* GIVEN INSTRUCTION A
According to the Bangkok dispatch, what made it easy to mistake the king's cremation ceremonies for a family day out? Answer in one to three sentences.

Dispatch

The King Is Dead, and Thailand’s Storybook Monarchy Might Be Next

As Thailand mourns its revered King Bhumibol Adulyadej, the public braces for an uncertain future.

Mourners pray for the late Thai King Bhumibol Adulyadej during the procession transferring the relics and his ashes from the Grand Palace to a local temple in Bangkok on Oct. 29. (Ye Aung/AFP/Getty Images)
Mourners pray for the late Thai King Bhumibol Adulyadej during the procession transferring the relics and his ashes from the Grand Palace to a local temple in Bangkok on Oct. 29. (Ye Aung/AFP/Getty Images)

BANGKOK — If it weren’t for the sea of black, it would have been easy to mistake the king’s cremation ceremonies for a family day out. Even in the pouring Bangkok rain, families were laughing and joking, officemates chatting as they waited in line, and schoolkids gossiping as they sheltered under building eaves. Volunteers in yellow kerchiefs — a splash of color amid the obligatory black of mourning — pushed wheelchairs for those too old to walk, manned nurses’ stations, and gave out water.

* DATA EXCERPTS
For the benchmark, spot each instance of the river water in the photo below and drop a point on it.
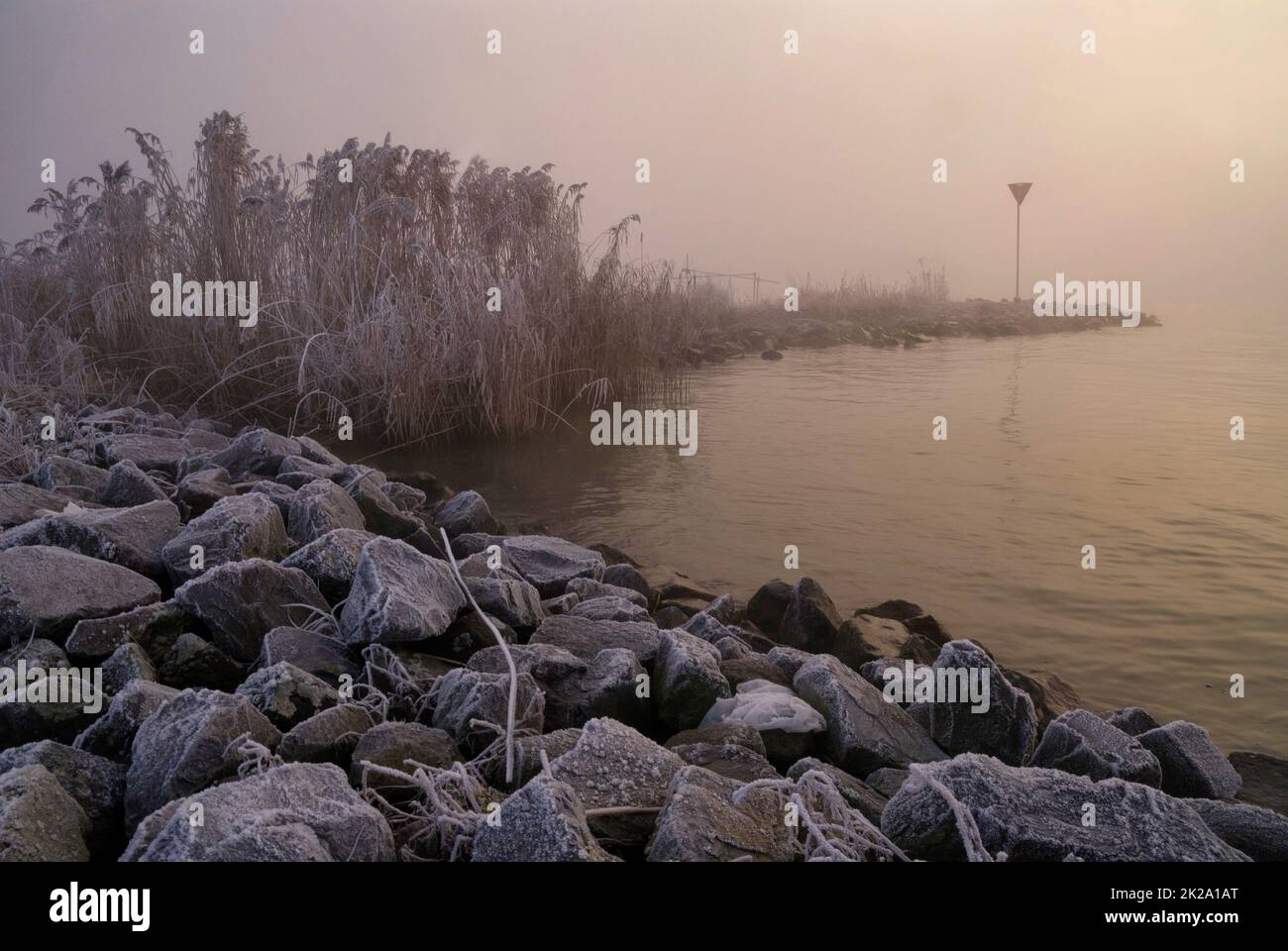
(1119, 438)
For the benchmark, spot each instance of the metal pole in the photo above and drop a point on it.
(1017, 251)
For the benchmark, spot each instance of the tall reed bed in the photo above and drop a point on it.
(373, 292)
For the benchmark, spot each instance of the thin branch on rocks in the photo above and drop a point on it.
(971, 839)
(256, 757)
(833, 831)
(441, 818)
(509, 661)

* GIVEN INSTRUCTION B
Lay out the rows as a Markdown table with the columns Line and Text. Start with the row containing "For the benchmark, spot each instance of the thin" and go on through the last of the rows.

* EXERCISE RESULT A
Even in the pouring rain, families were laughing and joking, officemates were chatting in line, and schoolkids were gossiping under building eaves. Only the sea of black mourning clothes set the scene apart from a family outing.

* EXERCISE RESULT B
| Line | Text |
|---|---|
| 1 | For the benchmark, spot each instance of the thin branch on rocks in the photo above and drop a point on it. |
| 2 | (971, 839) |
| 3 | (256, 757) |
| 4 | (833, 831) |
| 5 | (441, 818) |
| 6 | (509, 661) |